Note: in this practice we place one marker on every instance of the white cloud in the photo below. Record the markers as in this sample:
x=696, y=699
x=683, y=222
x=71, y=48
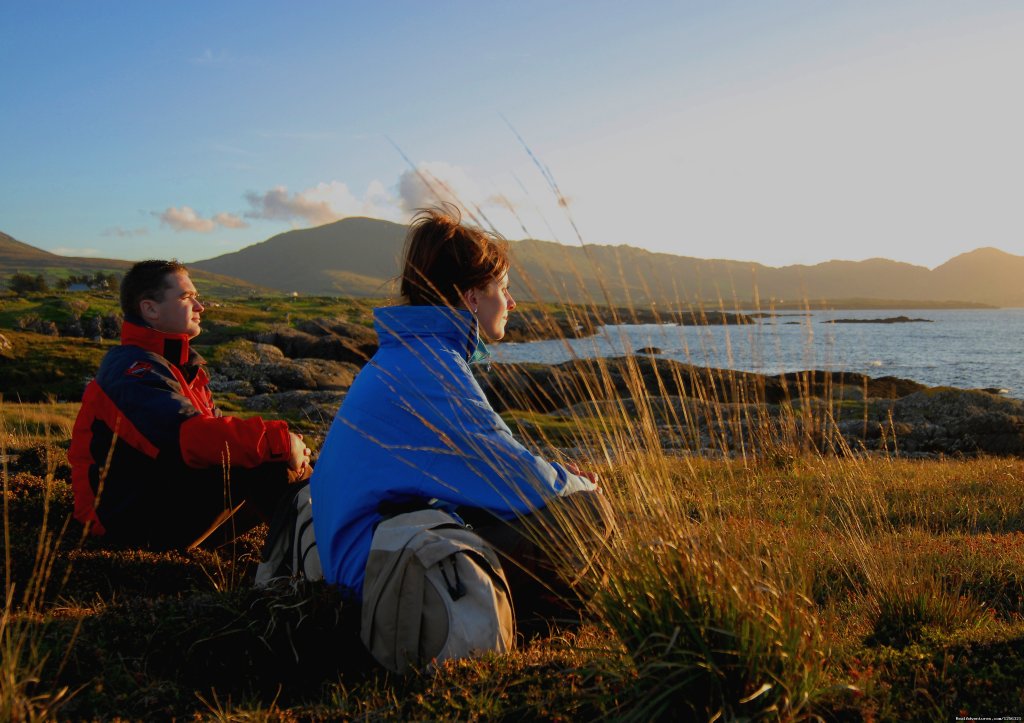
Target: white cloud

*****

Task goal
Go through the lines above and write each one out verbatim, skipping the pictures.

Result of the exercise
Note: in this practice we place one marker on every instance of the white cloud in the photo below. Record the markers as in this sample:
x=696, y=699
x=683, y=222
x=71, y=48
Target: white cloud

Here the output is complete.